-- begin Input rows --

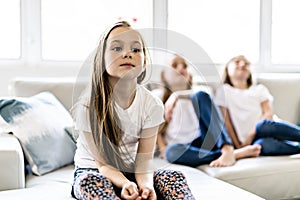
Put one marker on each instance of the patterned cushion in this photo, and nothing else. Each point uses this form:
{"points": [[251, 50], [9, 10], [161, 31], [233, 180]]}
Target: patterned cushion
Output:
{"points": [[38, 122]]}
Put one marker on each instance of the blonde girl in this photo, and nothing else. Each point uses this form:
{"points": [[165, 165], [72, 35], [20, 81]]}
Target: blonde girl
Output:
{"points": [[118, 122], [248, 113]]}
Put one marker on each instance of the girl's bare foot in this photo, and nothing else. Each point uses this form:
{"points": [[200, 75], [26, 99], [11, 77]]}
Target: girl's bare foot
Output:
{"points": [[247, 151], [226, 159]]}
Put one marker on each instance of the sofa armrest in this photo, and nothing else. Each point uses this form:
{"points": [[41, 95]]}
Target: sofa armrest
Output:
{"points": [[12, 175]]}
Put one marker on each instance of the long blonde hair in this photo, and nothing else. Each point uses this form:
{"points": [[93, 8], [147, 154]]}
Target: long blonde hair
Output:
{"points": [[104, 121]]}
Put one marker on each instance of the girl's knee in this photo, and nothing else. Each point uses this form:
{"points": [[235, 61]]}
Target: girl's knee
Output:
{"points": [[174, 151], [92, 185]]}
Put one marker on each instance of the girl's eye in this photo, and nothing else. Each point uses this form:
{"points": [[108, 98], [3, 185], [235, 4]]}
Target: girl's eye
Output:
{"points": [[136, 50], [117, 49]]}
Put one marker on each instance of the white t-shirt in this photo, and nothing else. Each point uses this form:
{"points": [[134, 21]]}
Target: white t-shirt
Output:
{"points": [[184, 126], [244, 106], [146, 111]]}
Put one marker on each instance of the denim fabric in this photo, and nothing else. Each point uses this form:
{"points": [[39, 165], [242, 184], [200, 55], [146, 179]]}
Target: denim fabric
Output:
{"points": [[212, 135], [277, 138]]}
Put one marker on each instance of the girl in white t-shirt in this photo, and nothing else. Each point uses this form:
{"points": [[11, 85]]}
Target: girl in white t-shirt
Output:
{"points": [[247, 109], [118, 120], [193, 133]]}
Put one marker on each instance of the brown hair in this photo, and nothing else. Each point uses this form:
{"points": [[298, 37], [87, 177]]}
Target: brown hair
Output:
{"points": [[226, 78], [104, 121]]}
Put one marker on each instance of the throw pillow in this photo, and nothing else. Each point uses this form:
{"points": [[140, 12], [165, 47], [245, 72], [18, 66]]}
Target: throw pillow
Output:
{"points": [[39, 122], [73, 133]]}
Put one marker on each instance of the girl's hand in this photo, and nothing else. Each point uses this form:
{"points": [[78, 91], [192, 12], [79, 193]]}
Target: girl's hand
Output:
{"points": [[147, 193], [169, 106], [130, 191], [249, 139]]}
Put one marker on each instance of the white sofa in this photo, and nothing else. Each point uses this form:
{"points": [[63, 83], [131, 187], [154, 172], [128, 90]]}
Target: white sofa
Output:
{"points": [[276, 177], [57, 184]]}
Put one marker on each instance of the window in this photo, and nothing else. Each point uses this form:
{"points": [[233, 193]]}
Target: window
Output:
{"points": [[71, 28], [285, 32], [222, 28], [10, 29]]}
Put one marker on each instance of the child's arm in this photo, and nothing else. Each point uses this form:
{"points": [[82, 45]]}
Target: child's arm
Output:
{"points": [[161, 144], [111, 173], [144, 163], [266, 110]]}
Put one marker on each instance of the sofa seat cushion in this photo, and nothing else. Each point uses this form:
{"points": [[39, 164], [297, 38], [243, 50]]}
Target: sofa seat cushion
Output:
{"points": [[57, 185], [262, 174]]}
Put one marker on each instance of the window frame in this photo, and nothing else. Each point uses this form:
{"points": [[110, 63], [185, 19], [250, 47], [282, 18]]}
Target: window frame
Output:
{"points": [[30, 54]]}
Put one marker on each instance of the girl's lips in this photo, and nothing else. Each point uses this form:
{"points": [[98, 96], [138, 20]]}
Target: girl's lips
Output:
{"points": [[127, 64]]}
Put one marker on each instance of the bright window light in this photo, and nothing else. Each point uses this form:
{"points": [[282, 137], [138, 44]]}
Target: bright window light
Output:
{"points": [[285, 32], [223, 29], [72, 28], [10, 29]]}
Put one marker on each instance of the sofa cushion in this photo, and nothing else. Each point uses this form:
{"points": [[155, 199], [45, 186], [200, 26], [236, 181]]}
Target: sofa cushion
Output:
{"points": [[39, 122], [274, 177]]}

-- end Input rows --

◆ What the task asks ◆
Quote the material exactly. Pictures stay out.

◆ Written solution ◆
Put one marker on each instance of the patterned cushion in this photo, and nothing else. Each point uses this form:
{"points": [[251, 50], [9, 10], [161, 31], [233, 180]]}
Target: patterned cushion
Output:
{"points": [[38, 122]]}
Put one marker on each instance of the blonde girl in this photo, and nothing else. Each point uses this form:
{"points": [[165, 165], [72, 35], [20, 81]]}
Target: blonde girl
Output:
{"points": [[118, 122], [248, 113]]}
Put one marker on each instance of the girl's bare foot in this photo, and nothing else. Each point uses this form:
{"points": [[200, 75], [26, 99], [11, 77]]}
Target: girl's bare foot
Output:
{"points": [[247, 151], [226, 159]]}
Put one marker on each instance of the sofa armrest in this photo, and nothing else. Each point uses this form:
{"points": [[41, 95]]}
Target: sofa armrest
Output:
{"points": [[12, 175]]}
Put one marker on each instance of the long blonde hair in this photo, and nothing else. Each point uses this form:
{"points": [[93, 8], [147, 154]]}
Target: long blonde hair
Output:
{"points": [[104, 121]]}
Put one marker on each instance of the girl's knee in this photo, and nothing else. Each point uses this form:
{"points": [[235, 61]]}
Target: girl's knee
Output:
{"points": [[174, 151], [92, 185]]}
Put one marker on each instance of the girl's eye in this photo, and nothing else. Each point uses this form:
{"points": [[108, 98], [3, 185], [235, 4]]}
Target: girl's eye
Output:
{"points": [[136, 50], [117, 49]]}
Put one marker on each instance of the white t-shirt in this photo, and nothing else. Each point uses this form:
{"points": [[134, 21]]}
Target: white t-shirt
Output:
{"points": [[184, 126], [244, 106], [146, 111]]}
Put one marker on each instance of the denim fabric in this photo, and nothing else. Each point uses this form:
{"points": [[39, 165], [242, 184], [200, 55], [146, 179]]}
Target: denim fabric
Output:
{"points": [[212, 135], [277, 138]]}
Put one marker on each instance of the girl in white t-shirt in this photo, and nothing else. Each point uses this form:
{"points": [[11, 85]]}
Target: girl in white t-shirt
Output:
{"points": [[247, 109], [118, 120], [193, 133]]}
Put one marker on each instance of the brown hair in this photo, and nothing else. Each point uses this form:
{"points": [[298, 37], [87, 177]]}
Target: brown hair
Output:
{"points": [[226, 78], [104, 121]]}
Put one marker on each instance of the throw pillow in this photo, and nothing else. Each point uses this form:
{"points": [[140, 12], [165, 47], [245, 72], [18, 66]]}
Target: throw pillow
Output:
{"points": [[39, 122], [73, 133]]}
Put one marker on each instance of the girl's hand in this photo, and nothing else. Each point uses this form:
{"points": [[78, 91], [192, 12], [79, 193]]}
Target: girl's hand
Output:
{"points": [[147, 193], [169, 106], [130, 191], [249, 139]]}
Put one marker on each instance of the white sofa in this photo, and nothing else. Each point uses this form:
{"points": [[63, 83], [131, 187], [154, 172], [128, 90]]}
Target: white sofa
Output:
{"points": [[276, 177], [57, 184]]}
Put one marker on each instance of the window in this photo, and nothing else. Each point uses this form:
{"points": [[233, 193]]}
Target: window
Output:
{"points": [[71, 28], [285, 32], [222, 28], [10, 29]]}
Put one marker on each instance of the child's arm in this photo, and nothing else. Each point uses this form:
{"points": [[82, 45]]}
Target: child's arm
Output:
{"points": [[161, 144], [111, 173], [144, 163], [266, 110]]}
Put one marker on each instance of the sofa seat cushion in this photo, and nothing else. Each point uses this form:
{"points": [[39, 164], [297, 38], [243, 50]]}
Target: sofa seat cushion
Output:
{"points": [[57, 185], [262, 174]]}
Put one marker on each instance of the window frame in this photo, and nothing else. Each point uses this form:
{"points": [[110, 63], [185, 19], [250, 47], [282, 18]]}
Target: window frame
Output:
{"points": [[30, 54]]}
Put one marker on each instance of the girl's lips in this photo, and nothing else. Each point uses this form:
{"points": [[98, 96], [138, 20]]}
Target: girl's lips
Output:
{"points": [[127, 64]]}
Put one marker on each instance of the bright window light in this photo, and nothing else. Each point uses this form:
{"points": [[282, 137], [138, 44]]}
Target: bright window light
Output:
{"points": [[285, 32], [223, 29], [72, 28], [10, 29]]}
Put one marker on each instance of the sofa cushion in this photo, and nothing else. Each point uses this form:
{"points": [[155, 199], [45, 186], [200, 26], [236, 181]]}
Target: sofa cushion
Output:
{"points": [[39, 122], [274, 177]]}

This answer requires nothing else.